Start of GIVEN INFORMATION

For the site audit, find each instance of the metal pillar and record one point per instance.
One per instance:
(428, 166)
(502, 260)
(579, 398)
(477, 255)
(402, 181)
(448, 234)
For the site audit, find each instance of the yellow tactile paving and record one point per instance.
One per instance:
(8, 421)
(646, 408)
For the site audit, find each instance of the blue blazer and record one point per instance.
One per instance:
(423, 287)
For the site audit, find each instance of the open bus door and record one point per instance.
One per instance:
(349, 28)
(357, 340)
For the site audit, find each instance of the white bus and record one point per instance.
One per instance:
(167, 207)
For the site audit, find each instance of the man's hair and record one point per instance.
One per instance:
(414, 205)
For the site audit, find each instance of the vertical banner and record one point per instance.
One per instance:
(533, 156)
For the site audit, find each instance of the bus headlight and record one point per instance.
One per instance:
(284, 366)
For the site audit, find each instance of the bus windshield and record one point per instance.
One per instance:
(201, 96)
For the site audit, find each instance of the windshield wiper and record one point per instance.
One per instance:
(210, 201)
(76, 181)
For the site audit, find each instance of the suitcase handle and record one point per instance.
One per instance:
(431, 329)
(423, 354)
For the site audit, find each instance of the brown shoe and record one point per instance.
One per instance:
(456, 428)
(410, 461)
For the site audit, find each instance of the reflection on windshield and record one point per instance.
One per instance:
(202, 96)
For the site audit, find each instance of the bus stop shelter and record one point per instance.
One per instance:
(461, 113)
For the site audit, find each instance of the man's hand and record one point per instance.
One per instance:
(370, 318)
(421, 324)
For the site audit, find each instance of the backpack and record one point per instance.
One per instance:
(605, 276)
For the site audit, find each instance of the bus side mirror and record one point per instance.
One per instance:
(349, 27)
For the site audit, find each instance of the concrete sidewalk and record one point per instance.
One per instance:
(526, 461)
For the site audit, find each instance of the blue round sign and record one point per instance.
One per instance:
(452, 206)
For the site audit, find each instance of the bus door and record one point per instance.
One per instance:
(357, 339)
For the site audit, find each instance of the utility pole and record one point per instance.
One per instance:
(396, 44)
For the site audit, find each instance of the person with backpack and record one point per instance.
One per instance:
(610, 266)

End of GIVEN INFORMATION
Start of GIVEN INFORMATION

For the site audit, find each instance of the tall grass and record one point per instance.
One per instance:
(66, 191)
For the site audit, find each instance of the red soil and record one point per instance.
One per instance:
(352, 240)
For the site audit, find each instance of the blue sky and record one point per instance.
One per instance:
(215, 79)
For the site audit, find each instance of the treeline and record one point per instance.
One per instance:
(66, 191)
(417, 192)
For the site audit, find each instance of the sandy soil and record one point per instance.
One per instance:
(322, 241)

End of GIVEN INFORMATION

* [THE PROBLEM]: Only the lines above from the one with "For the site audit, find each instance of the open" through the one with "For the site audit, find each instance of the suitcase" should be duplicated, character for character.

* [ANSWER BELOW]:
For the site audit, find each instance of the open bus door and record one point per instance.
One per instance:
(349, 28)
(357, 340)
For the site audit, find each instance of the white bus and record one point per instance.
One per instance:
(167, 207)
For the site audit, find each instance of the man's hair and record one point per instance.
One per instance:
(414, 205)
For the site audit, find each instance of the vertical banner and record one point per instance.
One per instance:
(533, 156)
For the site audit, find each instance of the bus headlight and record one point per instance.
One per instance:
(284, 366)
For the site audit, find each instance of the bus windshield and record one point per instance.
One per instance:
(201, 96)
For the site audit, find each instance of the windshield wiper and record one point per instance.
One per instance:
(210, 201)
(76, 181)
For the site audit, find each instance of the suitcase handle and record one point per instance.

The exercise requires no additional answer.